Please copy each line below that contains the word "patterned".

» **Data provided**:
════════════════════
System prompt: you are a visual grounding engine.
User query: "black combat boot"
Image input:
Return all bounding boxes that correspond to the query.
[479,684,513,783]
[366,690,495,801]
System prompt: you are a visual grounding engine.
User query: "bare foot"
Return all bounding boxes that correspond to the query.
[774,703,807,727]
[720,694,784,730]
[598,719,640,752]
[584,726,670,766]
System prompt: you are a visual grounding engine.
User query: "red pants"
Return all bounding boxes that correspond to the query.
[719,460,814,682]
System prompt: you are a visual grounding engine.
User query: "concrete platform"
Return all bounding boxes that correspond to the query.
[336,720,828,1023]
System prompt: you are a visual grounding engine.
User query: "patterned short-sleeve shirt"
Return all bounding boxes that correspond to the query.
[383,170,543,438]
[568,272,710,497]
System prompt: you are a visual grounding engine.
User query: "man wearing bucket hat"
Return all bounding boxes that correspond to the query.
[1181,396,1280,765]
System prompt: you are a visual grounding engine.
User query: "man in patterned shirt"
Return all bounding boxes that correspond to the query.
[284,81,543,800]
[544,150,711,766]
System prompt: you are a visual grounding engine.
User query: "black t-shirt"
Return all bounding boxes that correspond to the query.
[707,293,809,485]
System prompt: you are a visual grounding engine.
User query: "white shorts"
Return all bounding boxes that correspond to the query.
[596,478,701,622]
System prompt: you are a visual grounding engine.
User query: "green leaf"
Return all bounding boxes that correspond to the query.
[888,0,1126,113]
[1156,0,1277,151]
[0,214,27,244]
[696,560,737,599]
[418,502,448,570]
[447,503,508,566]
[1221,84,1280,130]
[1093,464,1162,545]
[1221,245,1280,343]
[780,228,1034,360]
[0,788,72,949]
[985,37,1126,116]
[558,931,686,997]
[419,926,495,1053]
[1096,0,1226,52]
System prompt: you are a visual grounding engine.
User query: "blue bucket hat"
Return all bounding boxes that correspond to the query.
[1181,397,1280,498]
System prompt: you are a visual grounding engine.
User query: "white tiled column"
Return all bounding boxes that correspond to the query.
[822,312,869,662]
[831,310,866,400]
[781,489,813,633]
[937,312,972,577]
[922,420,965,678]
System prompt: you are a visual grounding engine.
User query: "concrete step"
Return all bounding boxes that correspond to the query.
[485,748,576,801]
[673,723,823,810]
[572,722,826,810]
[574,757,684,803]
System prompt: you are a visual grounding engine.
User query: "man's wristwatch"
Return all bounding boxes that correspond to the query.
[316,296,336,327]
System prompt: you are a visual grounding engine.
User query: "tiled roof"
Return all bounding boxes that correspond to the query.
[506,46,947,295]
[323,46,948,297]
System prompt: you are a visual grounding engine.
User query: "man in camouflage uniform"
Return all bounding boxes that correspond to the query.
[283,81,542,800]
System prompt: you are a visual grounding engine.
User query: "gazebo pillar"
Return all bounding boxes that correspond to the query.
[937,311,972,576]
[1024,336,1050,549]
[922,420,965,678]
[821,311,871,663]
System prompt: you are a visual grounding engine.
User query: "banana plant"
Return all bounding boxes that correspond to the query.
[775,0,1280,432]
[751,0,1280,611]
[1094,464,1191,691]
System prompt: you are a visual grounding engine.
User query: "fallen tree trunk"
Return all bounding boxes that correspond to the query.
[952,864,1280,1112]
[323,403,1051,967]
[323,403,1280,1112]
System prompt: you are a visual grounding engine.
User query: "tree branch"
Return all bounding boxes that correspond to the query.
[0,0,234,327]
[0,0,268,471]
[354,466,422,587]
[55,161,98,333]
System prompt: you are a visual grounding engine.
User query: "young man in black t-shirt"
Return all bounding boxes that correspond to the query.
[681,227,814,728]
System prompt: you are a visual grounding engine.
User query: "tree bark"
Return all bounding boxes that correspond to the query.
════════════════════
» **Solution to the problem**:
User query: "patterned short-sleeve shirt"
User query: "man in patterned shirt"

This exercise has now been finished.